---------- Выбранный текст

В 1963 г. у Коржавина вышел сборник «Годы», куда вошли стихи 1941—1961 г. В 1967 г. Театр им. К. С. Станиславского поставил пьесу Коржавина «Однажды в двадцатом».

Помимо официальных публикаций в творчестве Коржавина была и подпольная составляющая — многие его стихи распространялись в самиздатовских списках. Кроме того, во второй половине 1960-х Коржавин выступал в защиту узников совести Даниэля и Синявского, Галанского и Гинзбурга. Это привело к запрету на публикацию его произведений.

Конфликт с властью обострялся, и в 1973 г. поэт подал заявление на выезд из страны, объяснив свой шаг «нехваткой воздуха для жизни». Коржавин уезжает в США и обосновывается в Бостоне. Начинает работать в редакции «Континента», продолжая поэтическую работу. В 1976 г. во Франкфурте-на-Майне (ФРГ) у Коржавина выходит сборник стихов — «Времена», в 1981 г. там же — сборник «Сплетения».

В постперестроечную эпоху у Коржавина появилась возможность приезжать в Россию и проводить поэтические вечера.

отсюда
 

A'Leaiil

Мяу!=)
Вдумчиво прочитала стихотворения...и знаете, понравилось!
В "Ты идёшь" точно есть что-то знакомое...

Ты идёшь - вся жизнь на грани,
Всё закрыто: радость, боль.
Но опять придёшь и станешь
Здесь, при мне, сама собой.


Не знаю чем, но зацепило...
 

Шиповник

Пользователь
AvA Здорово, а какие его стихи у тебя еще есть? Мне очень нравится у него вот это стихотворение:
...Мне без тебя так трудно жить,
А ты-ты дразнишь и тревожишь...
К сожалению, у меня очень мало его стихов. :huh:
 

Аистёнок

Новичок
А у меня еще такое есть, тоже очень нравится:

Ты сама проявила похвальное рвенье,
Только ты просчиталась на самую малость.
Ты хотела мне жизнь ослепить на мгновенье,
А мгновение жизнью твоей оказалось.

Твой расчет оказался придуманным вздором.
Ты ошиблась в себе, а прозренье-расплата.
Не смогла ты холодным блеснуть метеором,
Слишком женщиной-нежной и теплой-была ты.

Ты не знала про это, но знаешь сегодня,
Заплативши за знанье жестокую цену.

--------------------
---------- Предоставленные данные

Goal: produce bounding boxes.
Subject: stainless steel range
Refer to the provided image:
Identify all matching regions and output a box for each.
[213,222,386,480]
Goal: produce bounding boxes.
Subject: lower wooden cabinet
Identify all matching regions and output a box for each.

--------------------

Предлагаемое задание 1:
Ответьте по выбранному тексту на следующие вопросы:
(a) В каком году у Коржавина вышел сборник «Годы»?
(b) В каком городе США обосновался Коржавин?
(c) В каком стихотворении A'Leaiil находит что-то знакомое?
Предлагаемое задание 2: Перечислите всех узников совести, в защиту которых, согласно выбранному тексту, выступал Коржавин во второй половине 1960-х годов.
Предлагаемое задание 3: Перепишите из выбранного текста фрагмент от слов «Не знаю чем, но» до слов «дразнишь и тревожишь...» включительно.

Ответ на задание 1:
(a) В 1963 году.
(b) В Бостоне.
(c) В стихотворении «Ты идёшь».

Ответ на задание 2: Даниэль, Синявский, Галанский, Гинзбург.

Ответ на задание 3:
Не знаю чем, но зацепило...
 

Шиповник

Пользователь
AvA Здорово, а какие его стихи у тебя еще есть? Мне очень нравится у него вот это стихотворение:
...Мне без тебя так трудно жить,
А ты-ты дразнишь и тревожишь...